--- THE DATA Enclosed Below ---

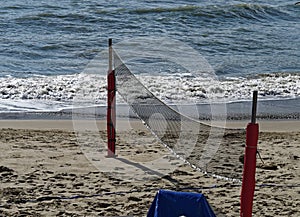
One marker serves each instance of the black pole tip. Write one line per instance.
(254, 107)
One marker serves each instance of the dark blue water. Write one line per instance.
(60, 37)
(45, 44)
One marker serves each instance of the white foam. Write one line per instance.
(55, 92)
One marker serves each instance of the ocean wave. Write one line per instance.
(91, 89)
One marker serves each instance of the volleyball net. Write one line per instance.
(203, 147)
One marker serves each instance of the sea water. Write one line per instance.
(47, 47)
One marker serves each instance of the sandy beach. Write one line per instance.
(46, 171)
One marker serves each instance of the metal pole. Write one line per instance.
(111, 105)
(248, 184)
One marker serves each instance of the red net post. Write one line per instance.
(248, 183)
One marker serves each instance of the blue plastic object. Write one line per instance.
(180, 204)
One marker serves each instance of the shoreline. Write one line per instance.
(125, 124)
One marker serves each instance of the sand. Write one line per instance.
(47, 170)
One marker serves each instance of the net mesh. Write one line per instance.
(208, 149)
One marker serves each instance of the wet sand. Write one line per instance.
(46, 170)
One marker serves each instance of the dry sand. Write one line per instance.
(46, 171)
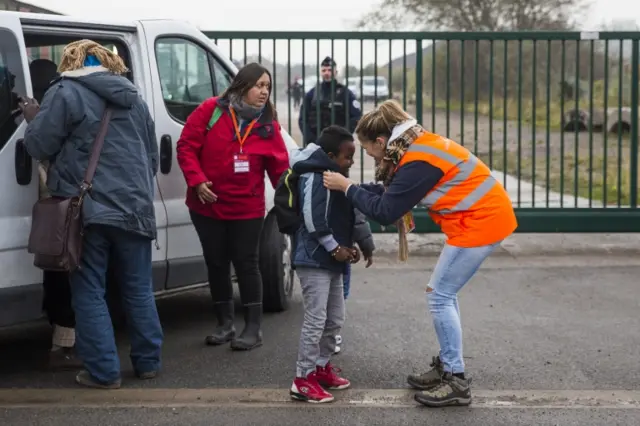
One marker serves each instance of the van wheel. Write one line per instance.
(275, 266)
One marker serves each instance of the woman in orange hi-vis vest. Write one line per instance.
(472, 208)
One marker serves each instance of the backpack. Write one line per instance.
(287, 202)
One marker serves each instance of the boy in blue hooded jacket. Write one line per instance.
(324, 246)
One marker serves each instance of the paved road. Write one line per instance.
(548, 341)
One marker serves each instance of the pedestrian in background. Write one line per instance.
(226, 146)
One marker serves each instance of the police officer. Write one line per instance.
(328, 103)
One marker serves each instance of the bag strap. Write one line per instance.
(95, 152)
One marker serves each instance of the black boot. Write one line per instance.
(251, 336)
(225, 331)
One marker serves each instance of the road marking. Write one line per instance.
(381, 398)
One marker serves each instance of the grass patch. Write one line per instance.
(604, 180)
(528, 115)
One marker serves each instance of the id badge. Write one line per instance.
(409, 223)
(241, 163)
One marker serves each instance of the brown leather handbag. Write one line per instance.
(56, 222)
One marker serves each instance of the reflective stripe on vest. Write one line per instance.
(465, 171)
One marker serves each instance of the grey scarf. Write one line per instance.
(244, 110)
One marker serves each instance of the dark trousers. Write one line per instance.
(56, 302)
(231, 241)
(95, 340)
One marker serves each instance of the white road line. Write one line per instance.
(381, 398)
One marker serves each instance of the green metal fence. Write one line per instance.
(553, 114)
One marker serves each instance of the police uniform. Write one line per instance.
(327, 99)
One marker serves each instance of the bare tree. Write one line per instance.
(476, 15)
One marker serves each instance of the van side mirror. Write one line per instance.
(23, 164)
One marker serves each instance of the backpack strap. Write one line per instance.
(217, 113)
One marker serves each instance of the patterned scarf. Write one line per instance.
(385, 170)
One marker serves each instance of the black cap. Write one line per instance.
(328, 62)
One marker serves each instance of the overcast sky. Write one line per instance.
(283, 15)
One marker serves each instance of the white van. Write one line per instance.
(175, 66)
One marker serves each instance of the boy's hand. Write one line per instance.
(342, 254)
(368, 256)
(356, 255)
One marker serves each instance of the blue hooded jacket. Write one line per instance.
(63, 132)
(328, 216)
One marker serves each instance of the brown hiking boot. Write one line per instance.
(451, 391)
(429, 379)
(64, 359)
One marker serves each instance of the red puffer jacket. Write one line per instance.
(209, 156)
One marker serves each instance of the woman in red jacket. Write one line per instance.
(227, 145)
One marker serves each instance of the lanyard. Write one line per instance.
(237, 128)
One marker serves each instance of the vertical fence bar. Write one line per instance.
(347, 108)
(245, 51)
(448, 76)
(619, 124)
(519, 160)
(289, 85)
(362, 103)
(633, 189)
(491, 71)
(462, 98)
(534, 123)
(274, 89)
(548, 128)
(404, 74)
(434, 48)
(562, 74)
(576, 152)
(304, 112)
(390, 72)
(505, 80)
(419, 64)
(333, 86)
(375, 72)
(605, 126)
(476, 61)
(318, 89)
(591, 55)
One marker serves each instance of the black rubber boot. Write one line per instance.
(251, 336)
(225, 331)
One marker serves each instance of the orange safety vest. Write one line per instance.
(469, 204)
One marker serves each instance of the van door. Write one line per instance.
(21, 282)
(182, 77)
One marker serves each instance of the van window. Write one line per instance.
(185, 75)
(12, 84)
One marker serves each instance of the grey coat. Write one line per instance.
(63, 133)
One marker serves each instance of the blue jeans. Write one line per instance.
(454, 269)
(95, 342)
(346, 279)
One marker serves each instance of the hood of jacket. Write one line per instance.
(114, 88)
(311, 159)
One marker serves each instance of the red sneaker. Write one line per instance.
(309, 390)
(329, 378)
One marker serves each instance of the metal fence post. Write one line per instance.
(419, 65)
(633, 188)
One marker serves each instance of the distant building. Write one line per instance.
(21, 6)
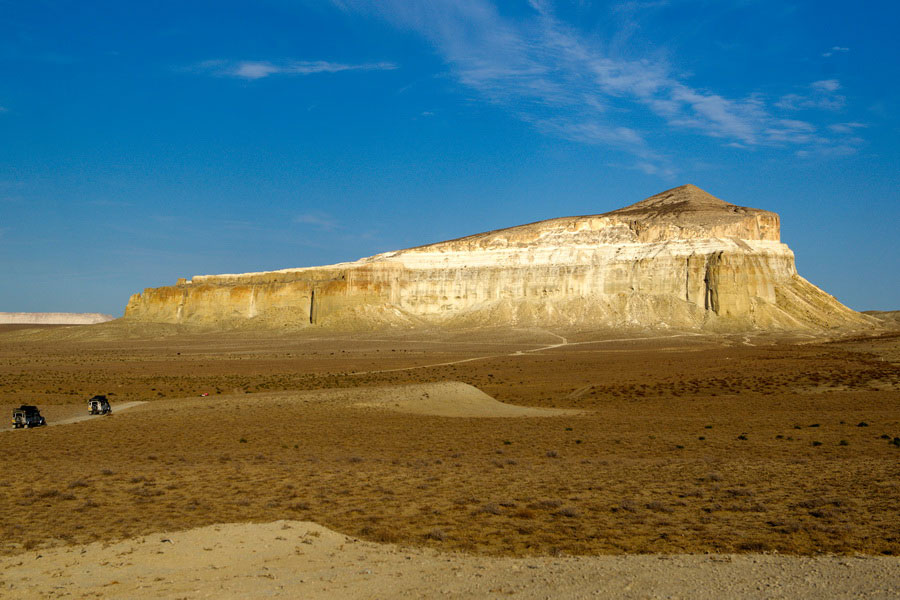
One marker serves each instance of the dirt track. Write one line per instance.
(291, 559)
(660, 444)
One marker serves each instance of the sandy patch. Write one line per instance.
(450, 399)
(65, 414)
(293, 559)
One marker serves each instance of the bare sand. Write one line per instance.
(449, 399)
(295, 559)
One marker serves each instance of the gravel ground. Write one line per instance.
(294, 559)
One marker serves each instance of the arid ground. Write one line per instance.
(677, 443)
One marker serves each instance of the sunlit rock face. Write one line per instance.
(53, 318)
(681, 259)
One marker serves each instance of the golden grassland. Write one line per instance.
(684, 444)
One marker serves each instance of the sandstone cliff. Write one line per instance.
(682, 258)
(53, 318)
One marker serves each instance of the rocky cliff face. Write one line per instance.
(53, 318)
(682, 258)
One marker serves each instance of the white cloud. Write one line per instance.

--- End of Enclosed THE DATA ---

With the pictures removed, please retype each record exactly.

- [SOLUTION FOR THIS PROBLEM]:
One marker serves each instance of the black pole tip. Write one line per instance.
(254, 107)
One marker serves each instance of the dark blue water. Write one line per instance.
(60, 37)
(45, 44)
One marker serves each instance of the white foam. Write one line per instance.
(55, 92)
One marker serves each instance of the ocean wave. Write one line per instance.
(91, 89)
One marker serves each instance of the volleyball net. Write one line per instance.
(203, 147)
One marker serves each instance of the sea water. Write one line per instance.
(47, 47)
One marker serves each instance of the sandy beach. Write one line per instance.
(46, 171)
One marker serves each instance of the metal pole. Write one line per instance.
(111, 105)
(248, 184)
One marker serves each instance of the red net post. Write one line per instance.
(248, 183)
One marker serves each instance of the blue plastic object. Write one line per instance.
(180, 204)
One marker serves each instance of the shoreline. Write one line per instance.
(125, 124)
One marker serves each instance of the sand. Write one line per instance.
(47, 170)
One marker serves each instance of the net mesh. Write one line per instance.
(208, 149)
One marker serves each instance of the wet sand. Write one line per instance.
(46, 170)
One marker serves each instance of the dry sand. Write one line per instance.
(46, 171)
One marker serves each instance of the van wheel. Write one line per instance.
(275, 266)
One marker serves each instance of the woman in orange hi-vis vest. Write one line per instance.
(472, 208)
One marker serves each instance of the backpack. Write one line per instance.
(287, 202)
One marker serves each instance of the boy in blue hooded jacket. Write one line per instance.
(324, 246)
One marker serves each instance of the paved road. Write one line per instance.
(548, 341)
One marker serves each instance of the pedestrian in background. Write one line per instance.
(226, 146)
One marker serves each instance of the police officer. Write one line per instance.
(328, 103)
One marker serves each instance of the bag strap. Write one line per instance.
(95, 152)
One marker serves each instance of the black boot. Write one line per instance.
(251, 336)
(225, 331)
One marker serves each instance of the road marking. Write one line per instance.
(381, 398)
One marker serves each instance of the grass patch. Write one line per instance.
(604, 180)
(528, 115)
One marker serves each instance of the id badge. Write one line per instance.
(409, 223)
(241, 163)
One marker serves each instance of the brown leather handbag. Write one line per instance.
(56, 222)
One marker serves each instance of the reflective stripe on vest. Write one line per instance.
(465, 171)
One marker serves each instance of the grey scarf. Write one line per instance.
(244, 110)
One marker serves each instance of the dark trousers. Write one line per instance.
(56, 302)
(231, 241)
(95, 340)
One marker serves each instance of the white road line. Write one line per instance.
(381, 398)
One marker serves each instance of the green metal fence. Write one line per instance.
(553, 114)
One marker serves each instance of the police uniform. Write one line per instance.
(327, 99)
One marker serves each instance of the bare tree. Write one line per instance.
(476, 15)
One marker serves each instance of the van side mirror. Write one line per instance.
(23, 164)
One marker serves each instance of the backpack strap. Write one line per instance.
(217, 113)
One marker serves each instance of the patterned scarf. Write one line per instance.
(385, 170)
One marker serves each instance of the black cap. Write one line per instance.
(328, 62)
One marker serves each instance of the overcast sky. Write one line per instance.
(283, 15)
One marker serves each instance of the white van. Write one line per instance.
(175, 66)
One marker serves each instance of the boy's hand. Write one line per instance.
(342, 254)
(368, 256)
(356, 255)
One marker serves each instance of the blue hooded jacket. Write one line per instance.
(63, 132)
(328, 216)
One marker serves each instance of the brown hiking boot. Write one line per instance.
(451, 391)
(429, 379)
(64, 359)
One marker serves each instance of the red puffer jacket. Write one line per instance.
(209, 156)
One marker serves each instance of the woman in red jacket. Write one line per instance.
(227, 145)
One marker serves each instance of the lanyard. Write one line per instance.
(237, 128)
One marker serves each instance of the vertical fence bar. Write one line per instance.
(347, 108)
(245, 51)
(448, 76)
(619, 124)
(519, 160)
(289, 85)
(362, 103)
(633, 189)
(491, 71)
(462, 98)
(534, 123)
(274, 89)
(548, 128)
(404, 74)
(434, 48)
(562, 74)
(576, 152)
(304, 112)
(390, 72)
(505, 80)
(419, 64)
(333, 86)
(375, 72)
(605, 126)
(476, 61)
(318, 89)
(591, 55)
One marker serves each instance of the black rubber boot. Write one line per instance.
(251, 336)
(225, 331)
One marker serves each instance of the orange safety vest. Write one line per instance.
(469, 204)
One marker serves each instance of the van door. Write one line per instance.
(21, 282)
(182, 77)
One marker serves each instance of the van window. Write one line per instance.
(185, 75)
(12, 84)
One marker serves each instance of the grey coat. Write one line per instance.
(63, 133)
One marker serves each instance of the blue jeans. Write one line per instance.
(454, 269)
(95, 342)
(346, 279)
One marker serves each instance of the hood of jacket. Write one line per instance.
(114, 88)
(311, 159)
One marker serves each instance of the red sneaker. Write one line per instance.
(309, 390)
(329, 378)
One marker serves each instance of the metal fence post. Write one line per instance.
(419, 65)
(633, 188)
One marker serves each instance of the distant building. Write one line per instance.
(21, 6)
One marker serves each instance of the dirt track. Write one line per instance.
(291, 559)
(660, 444)
One marker serves each instance of the sandy patch. Write one line per instance.
(450, 399)
(65, 414)
(293, 559)
One marker serves each instance of the bare sand. Write one line per instance.
(449, 399)
(295, 559)
One marker serves each instance of the gravel ground. Write one line per instance.
(294, 559)
One marker serves each instance of the arid ground. Write one line per instance.
(677, 443)
One marker serves each instance of the sunlit rock face. Write one line per instance.
(53, 318)
(681, 259)
One marker serves each instance of the golden grassland. Write one line per instance.
(684, 444)
One marker serves each instance of the sandstone cliff. Write one line per instance.
(682, 258)
(53, 318)
One marker serves each instance of the rocky cliff face. Write one line per instance.
(53, 318)
(682, 258)
One marker serves each instance of the white cloud. Write one line per instance.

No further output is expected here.